Produce an exact copy of the lines from the line containing "For every instance of the ceiling" through the last line of the entries below, and only those lines.
━━ PROVIDED RECORDS
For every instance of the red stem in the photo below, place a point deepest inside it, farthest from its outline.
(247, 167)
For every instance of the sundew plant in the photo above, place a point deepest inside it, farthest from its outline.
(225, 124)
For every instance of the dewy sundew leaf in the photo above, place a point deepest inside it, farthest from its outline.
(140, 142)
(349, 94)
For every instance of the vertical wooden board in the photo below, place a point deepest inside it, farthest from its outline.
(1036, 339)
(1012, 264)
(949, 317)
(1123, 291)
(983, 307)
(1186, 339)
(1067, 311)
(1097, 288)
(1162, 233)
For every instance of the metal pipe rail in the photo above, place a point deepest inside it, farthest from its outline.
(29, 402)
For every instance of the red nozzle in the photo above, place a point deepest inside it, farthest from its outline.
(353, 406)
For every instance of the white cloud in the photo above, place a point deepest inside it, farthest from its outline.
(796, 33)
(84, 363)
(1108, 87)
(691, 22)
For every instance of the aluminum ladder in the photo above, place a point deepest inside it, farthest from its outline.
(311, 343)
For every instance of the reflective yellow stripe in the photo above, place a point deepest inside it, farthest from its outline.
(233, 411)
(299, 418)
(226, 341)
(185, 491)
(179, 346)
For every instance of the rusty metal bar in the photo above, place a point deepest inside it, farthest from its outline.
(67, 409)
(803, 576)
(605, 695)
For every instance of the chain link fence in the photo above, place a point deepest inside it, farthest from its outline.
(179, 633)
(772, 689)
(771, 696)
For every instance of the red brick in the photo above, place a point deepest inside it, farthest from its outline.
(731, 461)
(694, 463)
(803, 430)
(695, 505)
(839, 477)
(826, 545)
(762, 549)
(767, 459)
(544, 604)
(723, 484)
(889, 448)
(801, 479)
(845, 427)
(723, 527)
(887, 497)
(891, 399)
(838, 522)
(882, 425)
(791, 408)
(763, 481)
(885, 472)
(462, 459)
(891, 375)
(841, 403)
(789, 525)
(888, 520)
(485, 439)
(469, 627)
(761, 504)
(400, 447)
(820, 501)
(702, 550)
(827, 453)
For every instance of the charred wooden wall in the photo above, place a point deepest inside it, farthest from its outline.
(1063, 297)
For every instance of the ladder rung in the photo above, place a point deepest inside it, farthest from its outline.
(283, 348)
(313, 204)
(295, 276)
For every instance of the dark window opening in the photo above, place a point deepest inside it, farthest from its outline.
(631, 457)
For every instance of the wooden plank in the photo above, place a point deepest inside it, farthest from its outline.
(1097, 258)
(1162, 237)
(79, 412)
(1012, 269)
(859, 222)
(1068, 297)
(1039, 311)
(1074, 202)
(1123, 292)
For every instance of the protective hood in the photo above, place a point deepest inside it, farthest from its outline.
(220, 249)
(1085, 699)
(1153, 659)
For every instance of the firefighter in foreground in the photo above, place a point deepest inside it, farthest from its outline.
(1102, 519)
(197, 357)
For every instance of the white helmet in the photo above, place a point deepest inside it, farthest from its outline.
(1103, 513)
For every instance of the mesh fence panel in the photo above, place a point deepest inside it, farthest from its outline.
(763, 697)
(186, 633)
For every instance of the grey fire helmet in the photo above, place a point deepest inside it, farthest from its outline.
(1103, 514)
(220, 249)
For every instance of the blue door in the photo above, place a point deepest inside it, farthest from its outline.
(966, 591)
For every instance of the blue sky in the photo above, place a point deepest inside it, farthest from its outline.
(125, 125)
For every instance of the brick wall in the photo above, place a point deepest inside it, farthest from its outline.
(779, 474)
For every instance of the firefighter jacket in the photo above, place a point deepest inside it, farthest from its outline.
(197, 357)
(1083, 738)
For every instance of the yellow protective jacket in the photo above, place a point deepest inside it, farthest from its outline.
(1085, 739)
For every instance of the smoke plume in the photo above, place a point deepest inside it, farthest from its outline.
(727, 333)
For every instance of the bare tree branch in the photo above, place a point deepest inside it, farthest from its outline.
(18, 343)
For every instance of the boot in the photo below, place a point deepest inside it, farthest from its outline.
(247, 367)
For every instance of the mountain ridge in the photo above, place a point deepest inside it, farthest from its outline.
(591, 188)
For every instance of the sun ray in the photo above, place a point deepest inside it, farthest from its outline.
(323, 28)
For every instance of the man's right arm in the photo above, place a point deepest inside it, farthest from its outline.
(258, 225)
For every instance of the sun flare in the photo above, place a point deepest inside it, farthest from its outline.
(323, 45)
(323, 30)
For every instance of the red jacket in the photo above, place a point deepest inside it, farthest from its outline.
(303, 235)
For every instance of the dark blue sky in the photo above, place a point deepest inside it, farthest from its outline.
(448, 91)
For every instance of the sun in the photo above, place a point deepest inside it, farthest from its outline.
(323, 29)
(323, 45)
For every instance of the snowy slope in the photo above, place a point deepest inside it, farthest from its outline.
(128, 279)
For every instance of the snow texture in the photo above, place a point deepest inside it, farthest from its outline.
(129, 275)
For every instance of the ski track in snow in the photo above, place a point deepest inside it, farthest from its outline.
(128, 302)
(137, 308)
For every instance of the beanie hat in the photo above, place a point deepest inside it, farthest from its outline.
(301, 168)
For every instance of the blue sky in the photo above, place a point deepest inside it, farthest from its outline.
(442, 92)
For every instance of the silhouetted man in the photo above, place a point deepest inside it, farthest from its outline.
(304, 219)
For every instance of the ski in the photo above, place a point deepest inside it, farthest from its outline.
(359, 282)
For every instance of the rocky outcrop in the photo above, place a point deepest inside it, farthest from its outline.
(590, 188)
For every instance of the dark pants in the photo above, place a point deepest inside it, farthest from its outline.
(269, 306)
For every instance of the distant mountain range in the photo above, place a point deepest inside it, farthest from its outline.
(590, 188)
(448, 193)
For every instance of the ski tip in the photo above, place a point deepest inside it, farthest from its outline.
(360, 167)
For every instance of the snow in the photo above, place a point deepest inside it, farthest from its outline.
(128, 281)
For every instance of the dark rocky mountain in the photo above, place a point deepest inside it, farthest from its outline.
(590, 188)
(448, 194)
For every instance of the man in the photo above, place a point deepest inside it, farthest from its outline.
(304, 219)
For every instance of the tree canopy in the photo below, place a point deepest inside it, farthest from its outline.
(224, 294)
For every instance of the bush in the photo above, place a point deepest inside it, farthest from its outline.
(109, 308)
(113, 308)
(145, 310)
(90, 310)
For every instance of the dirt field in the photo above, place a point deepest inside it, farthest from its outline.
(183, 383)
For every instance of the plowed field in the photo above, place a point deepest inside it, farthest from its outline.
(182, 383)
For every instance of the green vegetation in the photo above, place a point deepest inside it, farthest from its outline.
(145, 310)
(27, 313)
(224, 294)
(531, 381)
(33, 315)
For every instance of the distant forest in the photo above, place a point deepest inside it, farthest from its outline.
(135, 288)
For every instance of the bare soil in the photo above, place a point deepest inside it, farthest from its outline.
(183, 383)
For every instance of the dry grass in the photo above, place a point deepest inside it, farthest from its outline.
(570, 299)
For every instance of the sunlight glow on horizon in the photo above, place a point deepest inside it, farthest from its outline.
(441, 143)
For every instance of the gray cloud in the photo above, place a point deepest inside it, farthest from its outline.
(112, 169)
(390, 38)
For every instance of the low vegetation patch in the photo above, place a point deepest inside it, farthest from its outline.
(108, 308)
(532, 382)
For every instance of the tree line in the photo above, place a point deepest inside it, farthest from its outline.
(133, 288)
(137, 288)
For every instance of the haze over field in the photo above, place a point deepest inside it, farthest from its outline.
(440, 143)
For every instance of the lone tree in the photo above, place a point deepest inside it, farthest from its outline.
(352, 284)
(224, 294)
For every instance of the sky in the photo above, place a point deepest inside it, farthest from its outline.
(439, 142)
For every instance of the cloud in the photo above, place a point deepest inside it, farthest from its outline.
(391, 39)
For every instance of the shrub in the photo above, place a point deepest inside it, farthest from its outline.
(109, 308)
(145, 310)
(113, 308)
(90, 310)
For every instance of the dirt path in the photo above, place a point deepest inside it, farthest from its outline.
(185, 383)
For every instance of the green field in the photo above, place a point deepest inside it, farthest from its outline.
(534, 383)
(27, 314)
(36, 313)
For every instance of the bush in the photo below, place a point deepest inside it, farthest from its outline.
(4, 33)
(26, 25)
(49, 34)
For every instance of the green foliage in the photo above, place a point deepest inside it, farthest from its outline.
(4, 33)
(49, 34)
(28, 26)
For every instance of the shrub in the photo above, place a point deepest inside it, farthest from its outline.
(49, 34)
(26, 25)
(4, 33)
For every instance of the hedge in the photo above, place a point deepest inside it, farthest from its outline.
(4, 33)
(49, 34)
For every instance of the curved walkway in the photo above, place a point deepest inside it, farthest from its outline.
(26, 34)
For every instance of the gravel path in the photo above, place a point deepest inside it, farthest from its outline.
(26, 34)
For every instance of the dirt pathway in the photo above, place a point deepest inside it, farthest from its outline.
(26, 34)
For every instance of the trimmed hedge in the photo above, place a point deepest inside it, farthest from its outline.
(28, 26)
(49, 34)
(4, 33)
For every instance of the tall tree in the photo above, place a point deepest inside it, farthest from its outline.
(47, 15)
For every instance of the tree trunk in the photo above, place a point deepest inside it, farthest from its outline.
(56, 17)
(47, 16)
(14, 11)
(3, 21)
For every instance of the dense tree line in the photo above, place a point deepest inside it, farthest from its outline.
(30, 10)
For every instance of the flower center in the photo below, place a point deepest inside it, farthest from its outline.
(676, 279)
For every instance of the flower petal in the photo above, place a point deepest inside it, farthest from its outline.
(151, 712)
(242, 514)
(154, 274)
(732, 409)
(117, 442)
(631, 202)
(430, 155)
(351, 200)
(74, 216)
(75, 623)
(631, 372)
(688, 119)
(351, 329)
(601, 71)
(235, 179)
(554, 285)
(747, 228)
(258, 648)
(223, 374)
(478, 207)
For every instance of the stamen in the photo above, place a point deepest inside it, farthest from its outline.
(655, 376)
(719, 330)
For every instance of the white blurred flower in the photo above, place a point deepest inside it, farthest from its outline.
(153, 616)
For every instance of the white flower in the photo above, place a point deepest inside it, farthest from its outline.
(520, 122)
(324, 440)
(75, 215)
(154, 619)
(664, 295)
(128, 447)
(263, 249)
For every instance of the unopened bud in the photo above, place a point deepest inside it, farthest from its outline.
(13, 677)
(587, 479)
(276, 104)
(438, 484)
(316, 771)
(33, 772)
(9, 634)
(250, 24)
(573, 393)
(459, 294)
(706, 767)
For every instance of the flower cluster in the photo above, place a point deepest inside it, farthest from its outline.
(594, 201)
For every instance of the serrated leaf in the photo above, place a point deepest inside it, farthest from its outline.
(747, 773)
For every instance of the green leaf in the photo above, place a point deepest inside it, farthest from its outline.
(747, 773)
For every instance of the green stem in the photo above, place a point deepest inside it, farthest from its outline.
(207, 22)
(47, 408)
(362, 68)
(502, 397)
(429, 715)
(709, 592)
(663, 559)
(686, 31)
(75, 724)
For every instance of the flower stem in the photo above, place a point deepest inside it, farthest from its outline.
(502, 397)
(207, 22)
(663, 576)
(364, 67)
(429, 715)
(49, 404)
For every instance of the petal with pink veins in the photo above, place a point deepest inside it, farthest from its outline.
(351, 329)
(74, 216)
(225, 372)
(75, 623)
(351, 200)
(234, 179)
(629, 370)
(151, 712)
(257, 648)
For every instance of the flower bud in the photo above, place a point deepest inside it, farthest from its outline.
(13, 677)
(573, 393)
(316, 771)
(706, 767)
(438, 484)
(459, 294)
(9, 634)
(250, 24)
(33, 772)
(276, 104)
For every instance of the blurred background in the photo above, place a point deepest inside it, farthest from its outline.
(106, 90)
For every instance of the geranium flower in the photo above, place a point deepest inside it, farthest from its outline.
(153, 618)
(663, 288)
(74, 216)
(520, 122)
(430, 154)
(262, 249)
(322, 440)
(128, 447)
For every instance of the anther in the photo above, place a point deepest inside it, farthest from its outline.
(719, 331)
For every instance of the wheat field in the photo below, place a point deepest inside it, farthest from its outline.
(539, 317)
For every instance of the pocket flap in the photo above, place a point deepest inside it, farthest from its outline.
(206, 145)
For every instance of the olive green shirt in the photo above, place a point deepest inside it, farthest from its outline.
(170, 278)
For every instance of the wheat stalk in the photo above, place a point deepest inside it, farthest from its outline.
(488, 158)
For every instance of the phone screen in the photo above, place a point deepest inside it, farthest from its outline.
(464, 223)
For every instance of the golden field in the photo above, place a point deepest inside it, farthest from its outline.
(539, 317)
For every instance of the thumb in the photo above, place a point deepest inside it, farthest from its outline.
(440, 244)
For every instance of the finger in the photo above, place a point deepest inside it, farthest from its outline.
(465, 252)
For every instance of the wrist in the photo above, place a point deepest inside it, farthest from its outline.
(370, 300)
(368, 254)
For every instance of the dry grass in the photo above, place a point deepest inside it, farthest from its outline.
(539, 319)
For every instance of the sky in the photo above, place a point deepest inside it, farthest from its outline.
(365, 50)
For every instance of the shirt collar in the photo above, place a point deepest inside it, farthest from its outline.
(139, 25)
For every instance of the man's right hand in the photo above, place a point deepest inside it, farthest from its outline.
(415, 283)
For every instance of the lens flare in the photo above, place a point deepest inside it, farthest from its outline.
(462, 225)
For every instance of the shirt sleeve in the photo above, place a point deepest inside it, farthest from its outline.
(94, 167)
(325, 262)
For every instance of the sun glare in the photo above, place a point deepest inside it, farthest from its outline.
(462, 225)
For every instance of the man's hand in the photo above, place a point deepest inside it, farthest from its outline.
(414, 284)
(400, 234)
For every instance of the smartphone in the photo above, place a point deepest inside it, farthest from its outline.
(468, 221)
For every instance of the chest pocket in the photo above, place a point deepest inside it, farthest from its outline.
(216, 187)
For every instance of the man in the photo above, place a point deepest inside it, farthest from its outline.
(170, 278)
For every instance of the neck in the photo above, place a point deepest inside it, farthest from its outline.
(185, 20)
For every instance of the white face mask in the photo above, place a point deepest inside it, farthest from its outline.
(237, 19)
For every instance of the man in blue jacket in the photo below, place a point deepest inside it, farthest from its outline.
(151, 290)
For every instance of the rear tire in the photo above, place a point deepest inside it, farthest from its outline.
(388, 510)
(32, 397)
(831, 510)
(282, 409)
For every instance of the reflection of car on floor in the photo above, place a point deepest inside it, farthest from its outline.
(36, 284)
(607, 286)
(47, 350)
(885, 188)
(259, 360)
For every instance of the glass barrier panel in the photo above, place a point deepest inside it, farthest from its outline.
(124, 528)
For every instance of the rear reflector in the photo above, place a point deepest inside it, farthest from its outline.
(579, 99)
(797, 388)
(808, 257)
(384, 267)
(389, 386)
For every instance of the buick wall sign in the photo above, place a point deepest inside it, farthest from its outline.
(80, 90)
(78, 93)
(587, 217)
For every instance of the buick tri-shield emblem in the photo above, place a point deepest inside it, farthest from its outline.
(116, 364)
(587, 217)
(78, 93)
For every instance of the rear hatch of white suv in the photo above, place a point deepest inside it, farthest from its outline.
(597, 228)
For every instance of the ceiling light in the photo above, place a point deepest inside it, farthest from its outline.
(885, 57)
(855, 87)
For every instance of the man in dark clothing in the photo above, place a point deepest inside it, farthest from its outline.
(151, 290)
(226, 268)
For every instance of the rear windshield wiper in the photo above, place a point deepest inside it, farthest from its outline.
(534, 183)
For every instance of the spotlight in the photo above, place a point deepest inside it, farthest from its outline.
━━━━
YOUR RESPONSE:
For every instance of the ceiling light in the photo above, place a point deepest inside it, farthest from its outline.
(885, 57)
(855, 87)
For every instance of the man in dark clothing in the photo above, place a point deepest inside it, farthest from its outline.
(151, 290)
(226, 268)
For every instance of the rear windshield wiper in the photo above, place a point deepest inside it, farthest from its outline.
(534, 183)
For every instance of the spotlight in the photo above, place a point deepest inside it, farthest from its outline.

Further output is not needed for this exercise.